#### Task brief
Locate the line that contains "Each instance of the bird's wing" in the entries below. Retype it and all following lines through the final one, character for character.

--- Start Data to use ---

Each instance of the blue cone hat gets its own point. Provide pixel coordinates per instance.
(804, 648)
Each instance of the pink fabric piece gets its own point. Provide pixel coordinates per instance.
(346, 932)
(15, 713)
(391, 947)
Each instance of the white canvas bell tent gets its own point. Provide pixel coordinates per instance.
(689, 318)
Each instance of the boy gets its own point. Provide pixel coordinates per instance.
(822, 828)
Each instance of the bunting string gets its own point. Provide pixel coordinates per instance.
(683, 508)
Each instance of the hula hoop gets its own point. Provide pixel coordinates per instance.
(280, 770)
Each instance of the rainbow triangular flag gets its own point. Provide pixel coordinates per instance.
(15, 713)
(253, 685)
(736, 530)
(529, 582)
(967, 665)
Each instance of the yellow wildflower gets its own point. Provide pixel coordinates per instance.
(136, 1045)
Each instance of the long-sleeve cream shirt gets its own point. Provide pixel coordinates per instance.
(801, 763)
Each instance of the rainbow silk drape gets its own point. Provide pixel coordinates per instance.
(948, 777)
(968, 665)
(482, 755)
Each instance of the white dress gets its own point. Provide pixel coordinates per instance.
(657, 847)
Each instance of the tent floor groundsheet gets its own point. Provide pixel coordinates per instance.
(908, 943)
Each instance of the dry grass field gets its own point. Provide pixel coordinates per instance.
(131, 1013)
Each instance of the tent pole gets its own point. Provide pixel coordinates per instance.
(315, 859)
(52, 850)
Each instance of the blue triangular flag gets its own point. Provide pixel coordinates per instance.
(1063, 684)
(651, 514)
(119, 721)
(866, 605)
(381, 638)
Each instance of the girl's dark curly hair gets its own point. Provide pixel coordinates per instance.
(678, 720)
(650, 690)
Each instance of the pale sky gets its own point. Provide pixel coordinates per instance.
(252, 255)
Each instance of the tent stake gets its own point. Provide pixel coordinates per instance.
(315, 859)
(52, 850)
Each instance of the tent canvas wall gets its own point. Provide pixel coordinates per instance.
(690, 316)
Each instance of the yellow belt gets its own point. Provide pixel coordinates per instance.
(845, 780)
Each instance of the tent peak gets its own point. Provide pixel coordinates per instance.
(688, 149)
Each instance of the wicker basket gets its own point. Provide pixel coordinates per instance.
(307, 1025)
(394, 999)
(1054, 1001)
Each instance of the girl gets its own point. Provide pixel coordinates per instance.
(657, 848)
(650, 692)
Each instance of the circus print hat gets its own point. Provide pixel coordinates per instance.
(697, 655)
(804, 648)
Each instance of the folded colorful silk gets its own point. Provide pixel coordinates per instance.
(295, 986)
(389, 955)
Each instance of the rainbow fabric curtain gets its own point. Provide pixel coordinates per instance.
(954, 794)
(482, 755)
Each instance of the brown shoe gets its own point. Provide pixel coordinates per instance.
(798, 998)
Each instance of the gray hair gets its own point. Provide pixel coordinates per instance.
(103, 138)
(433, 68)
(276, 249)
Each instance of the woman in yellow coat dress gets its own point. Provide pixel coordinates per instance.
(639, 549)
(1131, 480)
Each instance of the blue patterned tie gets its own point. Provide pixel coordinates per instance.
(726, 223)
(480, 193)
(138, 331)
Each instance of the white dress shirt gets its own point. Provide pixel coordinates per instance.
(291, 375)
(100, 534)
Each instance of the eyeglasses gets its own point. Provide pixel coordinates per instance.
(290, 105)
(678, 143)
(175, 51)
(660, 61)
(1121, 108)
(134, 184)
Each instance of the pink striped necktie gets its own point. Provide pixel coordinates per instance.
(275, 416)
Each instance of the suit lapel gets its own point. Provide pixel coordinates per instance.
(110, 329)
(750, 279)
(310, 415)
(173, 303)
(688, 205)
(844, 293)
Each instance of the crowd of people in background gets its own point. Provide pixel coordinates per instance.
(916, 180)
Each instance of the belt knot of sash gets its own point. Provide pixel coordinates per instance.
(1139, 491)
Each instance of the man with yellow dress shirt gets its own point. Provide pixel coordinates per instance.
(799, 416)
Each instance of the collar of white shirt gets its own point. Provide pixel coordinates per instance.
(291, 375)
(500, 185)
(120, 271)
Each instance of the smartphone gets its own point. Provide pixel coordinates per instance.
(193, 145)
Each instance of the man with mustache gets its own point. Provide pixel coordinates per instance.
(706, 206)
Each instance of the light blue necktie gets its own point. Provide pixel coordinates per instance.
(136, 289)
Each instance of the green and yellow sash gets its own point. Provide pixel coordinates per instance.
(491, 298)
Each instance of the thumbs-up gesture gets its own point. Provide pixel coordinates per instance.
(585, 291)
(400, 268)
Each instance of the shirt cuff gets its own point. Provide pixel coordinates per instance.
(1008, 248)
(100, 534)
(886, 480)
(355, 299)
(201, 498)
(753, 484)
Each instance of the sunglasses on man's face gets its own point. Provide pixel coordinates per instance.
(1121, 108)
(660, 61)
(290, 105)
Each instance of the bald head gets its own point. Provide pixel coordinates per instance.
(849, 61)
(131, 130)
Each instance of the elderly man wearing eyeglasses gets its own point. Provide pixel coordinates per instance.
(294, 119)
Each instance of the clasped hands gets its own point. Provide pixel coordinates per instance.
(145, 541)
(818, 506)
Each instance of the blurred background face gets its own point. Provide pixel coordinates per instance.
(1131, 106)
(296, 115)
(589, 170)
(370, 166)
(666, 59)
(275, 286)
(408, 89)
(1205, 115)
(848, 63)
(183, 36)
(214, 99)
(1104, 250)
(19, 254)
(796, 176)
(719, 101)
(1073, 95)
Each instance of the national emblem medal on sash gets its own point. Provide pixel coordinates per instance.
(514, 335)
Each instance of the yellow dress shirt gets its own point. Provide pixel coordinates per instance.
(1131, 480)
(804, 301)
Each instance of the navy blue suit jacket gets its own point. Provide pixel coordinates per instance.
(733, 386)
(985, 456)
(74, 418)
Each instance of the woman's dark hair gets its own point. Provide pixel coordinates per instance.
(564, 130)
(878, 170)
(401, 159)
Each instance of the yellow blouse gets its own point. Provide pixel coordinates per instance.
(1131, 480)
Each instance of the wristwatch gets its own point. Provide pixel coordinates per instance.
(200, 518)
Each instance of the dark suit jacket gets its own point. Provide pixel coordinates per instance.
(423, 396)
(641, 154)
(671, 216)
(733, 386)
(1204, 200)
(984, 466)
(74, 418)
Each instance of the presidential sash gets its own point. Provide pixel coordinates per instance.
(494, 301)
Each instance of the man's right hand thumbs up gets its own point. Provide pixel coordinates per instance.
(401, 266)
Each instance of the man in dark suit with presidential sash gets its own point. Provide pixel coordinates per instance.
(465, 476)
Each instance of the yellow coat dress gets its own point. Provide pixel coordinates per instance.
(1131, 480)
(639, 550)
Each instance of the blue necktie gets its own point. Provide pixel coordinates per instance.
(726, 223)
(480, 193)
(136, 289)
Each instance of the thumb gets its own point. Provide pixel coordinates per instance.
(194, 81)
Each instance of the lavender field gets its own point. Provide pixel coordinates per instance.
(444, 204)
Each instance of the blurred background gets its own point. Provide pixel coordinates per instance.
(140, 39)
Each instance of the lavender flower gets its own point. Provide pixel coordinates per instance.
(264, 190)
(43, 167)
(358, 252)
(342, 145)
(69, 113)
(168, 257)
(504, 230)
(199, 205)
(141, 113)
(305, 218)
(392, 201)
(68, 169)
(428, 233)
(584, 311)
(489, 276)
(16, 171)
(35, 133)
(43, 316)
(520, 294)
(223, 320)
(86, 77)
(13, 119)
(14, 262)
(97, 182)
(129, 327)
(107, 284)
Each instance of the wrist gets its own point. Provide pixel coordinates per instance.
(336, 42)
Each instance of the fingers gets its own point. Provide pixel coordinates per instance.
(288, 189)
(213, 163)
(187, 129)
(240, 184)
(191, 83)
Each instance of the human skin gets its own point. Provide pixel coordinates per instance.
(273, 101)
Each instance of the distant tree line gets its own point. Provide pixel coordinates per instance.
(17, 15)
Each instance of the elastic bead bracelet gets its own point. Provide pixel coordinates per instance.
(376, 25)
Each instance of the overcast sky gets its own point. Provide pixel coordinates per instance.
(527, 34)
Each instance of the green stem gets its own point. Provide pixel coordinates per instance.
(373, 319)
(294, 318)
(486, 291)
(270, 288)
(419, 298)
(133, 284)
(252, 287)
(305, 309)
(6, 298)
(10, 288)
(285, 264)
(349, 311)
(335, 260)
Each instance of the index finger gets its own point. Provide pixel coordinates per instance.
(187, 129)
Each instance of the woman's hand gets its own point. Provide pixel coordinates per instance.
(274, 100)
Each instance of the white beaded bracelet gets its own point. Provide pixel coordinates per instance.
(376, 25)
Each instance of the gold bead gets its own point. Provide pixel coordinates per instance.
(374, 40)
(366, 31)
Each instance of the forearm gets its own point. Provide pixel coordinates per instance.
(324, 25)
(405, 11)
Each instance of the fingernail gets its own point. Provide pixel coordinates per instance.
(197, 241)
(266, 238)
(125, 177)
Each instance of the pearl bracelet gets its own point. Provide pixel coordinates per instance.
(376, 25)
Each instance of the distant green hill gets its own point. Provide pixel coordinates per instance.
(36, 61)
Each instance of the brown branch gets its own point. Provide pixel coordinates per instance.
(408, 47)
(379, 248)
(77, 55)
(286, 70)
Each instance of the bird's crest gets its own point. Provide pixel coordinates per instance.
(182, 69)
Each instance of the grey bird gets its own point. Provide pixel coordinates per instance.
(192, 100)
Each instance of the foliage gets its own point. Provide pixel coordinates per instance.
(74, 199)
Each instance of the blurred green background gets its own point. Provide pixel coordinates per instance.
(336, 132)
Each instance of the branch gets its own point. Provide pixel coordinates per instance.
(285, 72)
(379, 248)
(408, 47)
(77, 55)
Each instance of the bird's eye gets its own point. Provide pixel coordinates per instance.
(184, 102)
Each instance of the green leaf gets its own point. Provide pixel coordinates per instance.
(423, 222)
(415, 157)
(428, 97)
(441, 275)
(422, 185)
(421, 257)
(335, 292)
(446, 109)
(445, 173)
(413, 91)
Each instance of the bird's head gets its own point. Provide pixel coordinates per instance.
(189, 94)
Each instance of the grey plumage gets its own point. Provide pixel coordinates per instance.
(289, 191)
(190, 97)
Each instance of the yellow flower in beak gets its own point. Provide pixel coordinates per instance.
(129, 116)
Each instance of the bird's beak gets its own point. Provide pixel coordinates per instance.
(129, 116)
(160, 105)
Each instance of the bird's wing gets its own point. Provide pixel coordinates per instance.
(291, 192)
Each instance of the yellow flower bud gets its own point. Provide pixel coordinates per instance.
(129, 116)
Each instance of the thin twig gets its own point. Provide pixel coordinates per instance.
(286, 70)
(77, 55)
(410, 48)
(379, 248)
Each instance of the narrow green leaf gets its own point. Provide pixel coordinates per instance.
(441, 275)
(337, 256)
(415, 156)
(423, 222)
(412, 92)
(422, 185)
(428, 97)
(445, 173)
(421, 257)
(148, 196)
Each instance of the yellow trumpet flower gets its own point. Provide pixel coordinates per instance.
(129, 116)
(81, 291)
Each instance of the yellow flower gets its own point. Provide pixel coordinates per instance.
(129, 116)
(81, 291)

--- End Data to use ---

#### Task response
Each instance of the bird's wing gets its own point. Provide pixel coordinates per instance.
(291, 192)
Each instance of the yellow flower bud gets its own point. Provide pixel coordinates per instance.
(129, 116)
Each instance of the thin twig gets its own point. Provide pixel coordinates per instance.
(286, 70)
(77, 55)
(410, 48)
(379, 248)
Each instance of the narrow green leaf gets its own point. Provide pixel coordinates per instance.
(441, 275)
(337, 256)
(415, 156)
(423, 222)
(412, 92)
(422, 185)
(428, 97)
(445, 173)
(421, 257)
(148, 196)
Each instance of the yellow trumpet flower gets its own point. Provide pixel coordinates per instance.
(129, 116)
(81, 291)
Each instance of the yellow flower gets its own point. Provide pixel coordinates per instance.
(129, 116)
(81, 291)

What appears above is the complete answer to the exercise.